Natural language region descriptions
——
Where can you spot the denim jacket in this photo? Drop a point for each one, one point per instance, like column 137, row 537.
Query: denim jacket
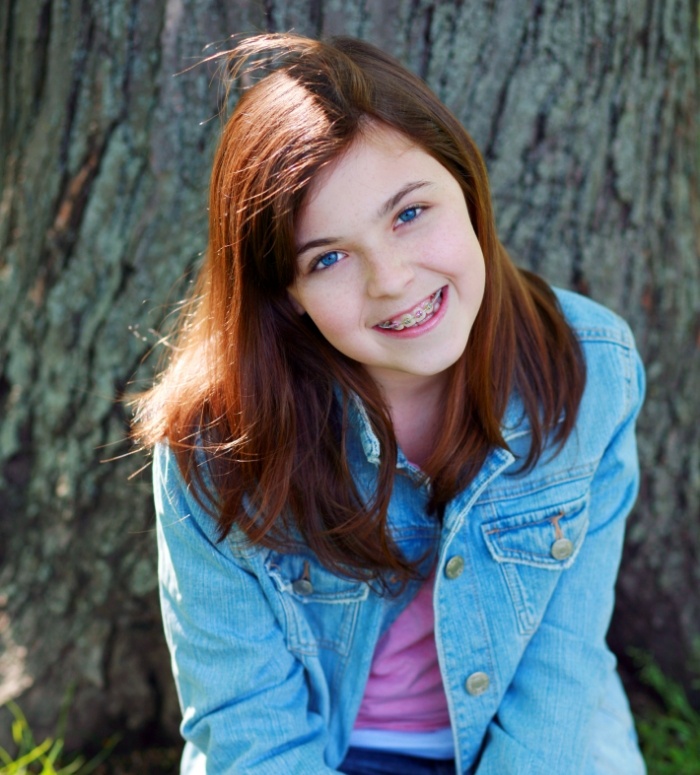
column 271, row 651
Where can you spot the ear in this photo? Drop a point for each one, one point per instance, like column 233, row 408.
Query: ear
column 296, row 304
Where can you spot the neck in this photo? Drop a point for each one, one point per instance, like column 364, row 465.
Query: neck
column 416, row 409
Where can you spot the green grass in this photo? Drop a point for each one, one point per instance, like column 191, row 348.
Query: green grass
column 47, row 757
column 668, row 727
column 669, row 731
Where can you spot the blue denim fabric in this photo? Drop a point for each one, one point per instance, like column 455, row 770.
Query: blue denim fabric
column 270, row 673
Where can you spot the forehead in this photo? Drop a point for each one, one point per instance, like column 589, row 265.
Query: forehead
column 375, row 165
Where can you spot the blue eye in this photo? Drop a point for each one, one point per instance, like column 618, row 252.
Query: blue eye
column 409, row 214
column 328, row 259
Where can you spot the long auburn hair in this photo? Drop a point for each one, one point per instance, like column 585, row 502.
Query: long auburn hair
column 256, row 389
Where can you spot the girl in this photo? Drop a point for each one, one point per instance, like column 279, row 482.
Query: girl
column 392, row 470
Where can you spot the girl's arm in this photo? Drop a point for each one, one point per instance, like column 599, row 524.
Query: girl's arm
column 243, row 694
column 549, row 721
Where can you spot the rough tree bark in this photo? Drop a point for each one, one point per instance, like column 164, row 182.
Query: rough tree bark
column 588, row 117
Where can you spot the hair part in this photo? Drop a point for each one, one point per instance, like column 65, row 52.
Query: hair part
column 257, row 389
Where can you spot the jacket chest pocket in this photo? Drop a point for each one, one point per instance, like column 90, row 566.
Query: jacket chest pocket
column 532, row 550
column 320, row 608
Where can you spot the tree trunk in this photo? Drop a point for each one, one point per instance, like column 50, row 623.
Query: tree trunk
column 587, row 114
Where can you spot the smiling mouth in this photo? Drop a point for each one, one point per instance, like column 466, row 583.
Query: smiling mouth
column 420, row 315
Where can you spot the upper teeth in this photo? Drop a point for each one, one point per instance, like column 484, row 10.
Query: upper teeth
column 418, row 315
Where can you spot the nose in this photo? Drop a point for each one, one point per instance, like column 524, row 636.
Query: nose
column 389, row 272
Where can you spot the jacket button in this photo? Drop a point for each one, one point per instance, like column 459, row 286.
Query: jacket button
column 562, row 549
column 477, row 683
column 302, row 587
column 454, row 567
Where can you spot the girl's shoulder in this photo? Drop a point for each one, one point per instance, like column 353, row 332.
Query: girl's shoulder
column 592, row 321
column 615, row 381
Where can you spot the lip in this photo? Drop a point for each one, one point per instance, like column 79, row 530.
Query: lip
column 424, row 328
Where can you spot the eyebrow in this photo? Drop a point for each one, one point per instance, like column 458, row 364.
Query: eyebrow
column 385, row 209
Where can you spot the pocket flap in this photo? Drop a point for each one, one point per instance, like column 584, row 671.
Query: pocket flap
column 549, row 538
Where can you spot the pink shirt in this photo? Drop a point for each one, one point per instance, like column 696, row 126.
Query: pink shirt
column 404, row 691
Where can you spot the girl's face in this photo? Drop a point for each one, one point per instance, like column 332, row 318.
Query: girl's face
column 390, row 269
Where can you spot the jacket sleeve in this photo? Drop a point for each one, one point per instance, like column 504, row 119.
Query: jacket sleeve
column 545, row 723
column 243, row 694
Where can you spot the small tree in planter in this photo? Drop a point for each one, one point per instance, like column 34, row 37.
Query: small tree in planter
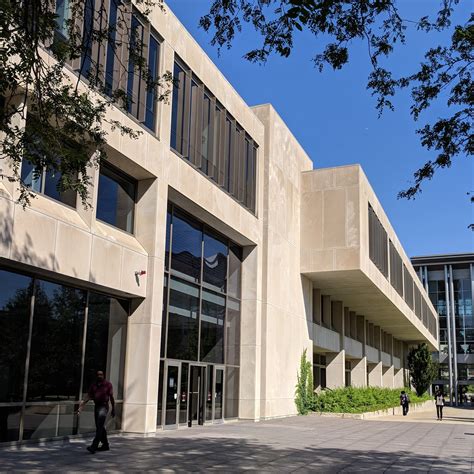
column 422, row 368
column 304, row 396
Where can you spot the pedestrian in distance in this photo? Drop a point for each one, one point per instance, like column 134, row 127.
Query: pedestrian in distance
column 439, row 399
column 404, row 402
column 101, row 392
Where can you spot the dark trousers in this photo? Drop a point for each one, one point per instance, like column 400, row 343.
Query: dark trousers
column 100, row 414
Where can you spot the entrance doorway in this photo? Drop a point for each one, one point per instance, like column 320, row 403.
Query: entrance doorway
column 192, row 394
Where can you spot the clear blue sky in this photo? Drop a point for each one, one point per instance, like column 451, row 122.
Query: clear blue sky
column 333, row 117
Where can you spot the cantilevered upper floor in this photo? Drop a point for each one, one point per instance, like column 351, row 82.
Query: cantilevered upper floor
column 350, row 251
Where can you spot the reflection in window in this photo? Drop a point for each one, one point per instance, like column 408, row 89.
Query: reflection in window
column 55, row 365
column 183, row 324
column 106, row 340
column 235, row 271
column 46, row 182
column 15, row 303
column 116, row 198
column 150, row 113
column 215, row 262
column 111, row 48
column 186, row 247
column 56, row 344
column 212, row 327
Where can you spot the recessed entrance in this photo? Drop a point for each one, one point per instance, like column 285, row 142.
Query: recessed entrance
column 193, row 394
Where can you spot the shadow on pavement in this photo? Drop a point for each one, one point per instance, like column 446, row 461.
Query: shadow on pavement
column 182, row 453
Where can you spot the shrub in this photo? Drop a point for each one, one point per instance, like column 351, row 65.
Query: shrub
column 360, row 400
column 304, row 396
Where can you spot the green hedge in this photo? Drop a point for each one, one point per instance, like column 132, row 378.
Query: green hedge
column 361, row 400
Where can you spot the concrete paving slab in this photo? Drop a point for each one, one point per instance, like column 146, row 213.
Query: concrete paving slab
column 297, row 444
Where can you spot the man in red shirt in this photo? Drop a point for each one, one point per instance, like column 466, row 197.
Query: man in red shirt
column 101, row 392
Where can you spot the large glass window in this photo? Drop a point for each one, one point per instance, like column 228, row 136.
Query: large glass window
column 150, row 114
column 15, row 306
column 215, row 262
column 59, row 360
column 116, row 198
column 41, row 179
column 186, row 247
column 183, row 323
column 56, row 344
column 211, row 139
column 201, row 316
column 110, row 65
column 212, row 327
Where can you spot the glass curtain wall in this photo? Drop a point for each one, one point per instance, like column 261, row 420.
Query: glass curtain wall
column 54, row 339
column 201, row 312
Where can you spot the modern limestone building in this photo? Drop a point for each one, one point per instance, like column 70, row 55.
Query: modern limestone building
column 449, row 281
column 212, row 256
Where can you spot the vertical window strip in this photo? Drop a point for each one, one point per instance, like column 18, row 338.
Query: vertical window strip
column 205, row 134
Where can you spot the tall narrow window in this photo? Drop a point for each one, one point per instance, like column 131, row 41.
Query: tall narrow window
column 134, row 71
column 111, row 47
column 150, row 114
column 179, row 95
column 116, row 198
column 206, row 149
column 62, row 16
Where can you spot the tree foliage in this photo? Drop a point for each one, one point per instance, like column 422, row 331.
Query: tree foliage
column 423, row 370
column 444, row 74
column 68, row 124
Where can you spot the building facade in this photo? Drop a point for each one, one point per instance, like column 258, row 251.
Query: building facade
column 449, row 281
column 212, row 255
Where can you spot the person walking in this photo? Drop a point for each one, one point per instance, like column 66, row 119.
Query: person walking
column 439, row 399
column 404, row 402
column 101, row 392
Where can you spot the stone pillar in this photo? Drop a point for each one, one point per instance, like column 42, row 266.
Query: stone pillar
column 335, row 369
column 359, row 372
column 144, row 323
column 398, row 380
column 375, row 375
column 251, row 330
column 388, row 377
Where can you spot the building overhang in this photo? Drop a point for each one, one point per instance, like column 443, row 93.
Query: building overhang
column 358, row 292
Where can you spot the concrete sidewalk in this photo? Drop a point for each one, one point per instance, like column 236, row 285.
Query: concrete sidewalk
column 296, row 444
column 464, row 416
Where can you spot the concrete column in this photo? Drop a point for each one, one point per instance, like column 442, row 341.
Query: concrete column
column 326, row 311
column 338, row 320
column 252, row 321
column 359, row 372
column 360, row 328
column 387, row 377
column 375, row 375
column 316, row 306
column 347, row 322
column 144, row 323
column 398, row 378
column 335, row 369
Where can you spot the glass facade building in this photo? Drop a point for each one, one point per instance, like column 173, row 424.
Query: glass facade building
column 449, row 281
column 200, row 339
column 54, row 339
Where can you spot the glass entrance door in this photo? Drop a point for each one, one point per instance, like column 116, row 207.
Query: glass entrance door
——
Above are the records; copy exactly the lines from the one with "Where can you spot the concrete sidewalk" through the final line.

Where can you spot the concrete sidewalk in this photo? Drop a point for each one, one point per instance, like column 236, row 285.
Query: concrete sidewalk
column 296, row 444
column 464, row 416
Where can you spot the concrete column in this photo? Drop a point for each one, one point per instance, like column 442, row 341.
Query: concrete column
column 326, row 311
column 338, row 320
column 252, row 321
column 359, row 372
column 360, row 328
column 387, row 377
column 375, row 375
column 316, row 306
column 347, row 322
column 144, row 323
column 398, row 378
column 335, row 369
Where can you spot the glass facade building in this photo? Drop a point for each one, one point per instance, like column 173, row 424.
Query: glass facade building
column 449, row 281
column 200, row 339
column 54, row 339
Where can you spot the glass entrance door in this photo? Drop a point for each one, one point per instance, like column 116, row 207.
Query: glass entrance door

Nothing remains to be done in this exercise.